(Rows of box annotation data)
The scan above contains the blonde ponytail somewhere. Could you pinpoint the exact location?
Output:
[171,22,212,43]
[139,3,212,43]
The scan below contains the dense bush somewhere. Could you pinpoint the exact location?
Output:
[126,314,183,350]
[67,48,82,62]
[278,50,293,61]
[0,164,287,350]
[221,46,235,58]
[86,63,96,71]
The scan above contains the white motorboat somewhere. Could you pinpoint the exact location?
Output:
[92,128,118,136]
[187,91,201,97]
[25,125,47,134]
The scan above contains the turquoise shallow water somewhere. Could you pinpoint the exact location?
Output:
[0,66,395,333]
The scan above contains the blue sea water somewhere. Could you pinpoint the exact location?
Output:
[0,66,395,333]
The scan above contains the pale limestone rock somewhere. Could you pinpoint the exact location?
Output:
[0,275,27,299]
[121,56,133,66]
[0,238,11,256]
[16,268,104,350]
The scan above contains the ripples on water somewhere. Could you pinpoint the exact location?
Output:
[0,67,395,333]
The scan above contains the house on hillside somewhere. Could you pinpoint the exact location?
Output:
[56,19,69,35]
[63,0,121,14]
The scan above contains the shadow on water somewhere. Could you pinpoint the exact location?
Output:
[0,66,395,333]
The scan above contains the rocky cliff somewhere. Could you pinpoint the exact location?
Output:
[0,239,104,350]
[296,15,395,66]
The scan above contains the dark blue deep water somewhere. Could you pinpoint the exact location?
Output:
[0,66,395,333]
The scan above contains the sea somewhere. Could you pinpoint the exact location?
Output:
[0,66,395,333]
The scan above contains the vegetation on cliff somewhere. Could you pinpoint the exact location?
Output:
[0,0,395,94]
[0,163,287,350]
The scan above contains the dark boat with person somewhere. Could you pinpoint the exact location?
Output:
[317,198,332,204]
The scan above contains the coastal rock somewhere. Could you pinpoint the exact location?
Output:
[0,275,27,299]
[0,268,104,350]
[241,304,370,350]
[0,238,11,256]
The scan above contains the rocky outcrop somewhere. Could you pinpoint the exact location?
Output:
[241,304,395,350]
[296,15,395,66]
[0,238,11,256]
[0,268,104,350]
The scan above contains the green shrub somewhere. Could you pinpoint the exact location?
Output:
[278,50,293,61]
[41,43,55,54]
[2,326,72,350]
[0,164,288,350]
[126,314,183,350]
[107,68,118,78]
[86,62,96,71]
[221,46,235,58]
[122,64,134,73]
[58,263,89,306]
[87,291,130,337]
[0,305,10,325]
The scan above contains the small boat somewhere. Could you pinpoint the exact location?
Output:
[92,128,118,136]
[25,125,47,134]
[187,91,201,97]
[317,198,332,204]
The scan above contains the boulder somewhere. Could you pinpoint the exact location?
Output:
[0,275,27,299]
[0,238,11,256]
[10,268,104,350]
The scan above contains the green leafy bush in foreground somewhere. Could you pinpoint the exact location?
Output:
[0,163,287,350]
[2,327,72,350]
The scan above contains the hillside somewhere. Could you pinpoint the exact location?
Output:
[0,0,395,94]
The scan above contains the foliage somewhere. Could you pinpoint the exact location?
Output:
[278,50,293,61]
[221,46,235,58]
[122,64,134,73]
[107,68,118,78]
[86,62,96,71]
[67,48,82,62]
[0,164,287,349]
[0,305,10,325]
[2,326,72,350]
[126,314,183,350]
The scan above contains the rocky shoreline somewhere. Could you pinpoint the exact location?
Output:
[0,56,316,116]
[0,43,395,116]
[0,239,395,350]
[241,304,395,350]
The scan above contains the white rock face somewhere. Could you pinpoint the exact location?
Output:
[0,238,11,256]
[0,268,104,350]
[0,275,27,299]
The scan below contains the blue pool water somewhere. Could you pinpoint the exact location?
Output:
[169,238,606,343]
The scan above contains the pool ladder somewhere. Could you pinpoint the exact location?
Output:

== REQUEST ==
Which lines in the data above contain the word "pool"? Return every one of them in full.

== CORRECT ANSWER ==
The scan below contains the blue pool water somewhere. Could you pinpoint the exact location?
The scan above contains the pool ladder somewhere. Could you pinpoint the exact location?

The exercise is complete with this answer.